Challenge. Continue the Yoga-vasistha chapter on the adoration of Mahadeva, starting after the last verse shown below.

The English translation of the Yoga-vasistha: a Hindu philosophical and spiritual text written by sage Valmiki from an Advaita-vedanta perspective. The book contains epic narratives similar to puranas and chronologically precedes the Ramayana. The Yoga-vasistha is believed by some Hindus to answer all the questions that arise in the human mind, an...

Chapter XXXV - Adoration of the great god mahadeva

Argument: Of Mahadeva, the father of Brahma, Vishnu and Siva and the manner of his worship.

Vasishtha said:—

1. [Sanskrit available]
Then Hara, who is the lake of the lotus of Gauri (i.e. her husband), being desirous of my enlightenment, glanced on me for a minute, and gave utterance to his lecture.

2. [Sanskrit available]
His eyes flashed with light under his heavenly forehead, and were as two caskets of his understanding, which scattered its rays about us. (The eyes are the indexes of men's understanding in Physiognomy).

The god said:—

3. [Sanskrit available]
O sage, call your thoughts home, and employ them soon to think of your own essence; and to bring about your ends, as the breezes of heaven convey the fragrance to the nostrils. (The mind is usually compared in its fleetness with the winds, and therefore the task of the breezes is imposed upon the thoughts, which are as vagaries unless they answer one's purposes).

4. [Sanskrit available]
When the object long sought for is got in one's possession, what else is there for one to desire any more. I who have known and come to the truth, have nothing to expect as desirable nor any thing to reject as despicable. (When one is possest of his sole object, he is indifferent about all others, whether they be good or bad).

5. [Sanskrit available]
When you have got your mastery over yourself, both in the states of your peace and disquiet; you should apply yourself to the investigation of yourself or soul, without attending to any thing besides. (Nothing better than self-culture, and the advancement and salvation of one's own soul).

6. [Sanskrit available]
You may at first depend on your observations of the phenomenal, (as preparatory to your knowledge of the noumenal), which you will now learn from my lecture, if you will attend to it with diligence.

7. [Sanskrit available]
After saying in this manner, the holder of the trident told me, not to rely on my knowledge of the externals, but to attend to the internal breathings, which move this abode of the body, as the physical forces move a machine.

8. [Sanskrit available]
The lifeless body being without its breathing, becomes dull and dull and dumb as a block; its power of movement being derived from the air of breath, but its powers of thought and knowledge are attributed to the intellect.

9. [Sanskrit available]
This intellect has a form more rare and transparent than the vacuous air, it is an ens which is the cause of all entities; and is not destroyed by destruction of the living body for want of vital breath.

10. [Sanskrit available]
The intellectual is more rarefied and translucent than the ethereal air, and never perishes with the body; because it remains as the power of intellection, in the mental (percipient) and living body. (The sruti says: it is the life of life, and mind of the mind).

11. [Sanskrit available]
As the clear shining mirror, receives the reflection of external things; so the mind of God reflects all images from within itself, and from nothing situated without.

12. [Sanskrit available]
As the soiled glass receives no reflection of outward things, so the lifeless body has no reflection of any thing, though it is preserved to our view. (And so are all thoughtless persons considered as dead bodies).

Record extracts.

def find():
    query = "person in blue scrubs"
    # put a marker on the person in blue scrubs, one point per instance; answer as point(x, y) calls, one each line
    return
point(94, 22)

Result for this exercise.
13. [Sanskrit available]
The all-pervasive intellect, though it is formless itself, is yet prone towards the movement of sensible objects owing to its sensuous perceptions; but coming to the pure understanding of its spiritual nature, it becomes the supreme Siva again.

14. [Sanskrit available]
The sages then called this immaculate intellect by the several names of Hari, Siva, Brahma, and Indra, who are the givers of the objects of desire to all living beings.

15. [Sanskrit available]
It is also styled the fire and air, the sun and moon, and the supreme Lord; and it is this which is known as the ubiquious soul and the intellect, which is the mine of all intelligence.

16. [Sanskrit available]
It is the lord of gods, the source of celestials, the Dhata or Brahma, the lord of gods, and the lord of heaven. Any body who feels the influence of this great intellect in himself, is never subject to illusion.

17. [Sanskrit available]
Those great souls that are known in this world, under the names of Brahma, Vishnu, Hara and others, are all but offspring of the supreme Intellect, and endowed with a greater portion of it.

18. [Sanskrit available]
They are all as sparks of hot iron, and as particles of water in the immense ocean of creation;so all those that are mistaken for gods, have sprung from the source of the supreme Intellect.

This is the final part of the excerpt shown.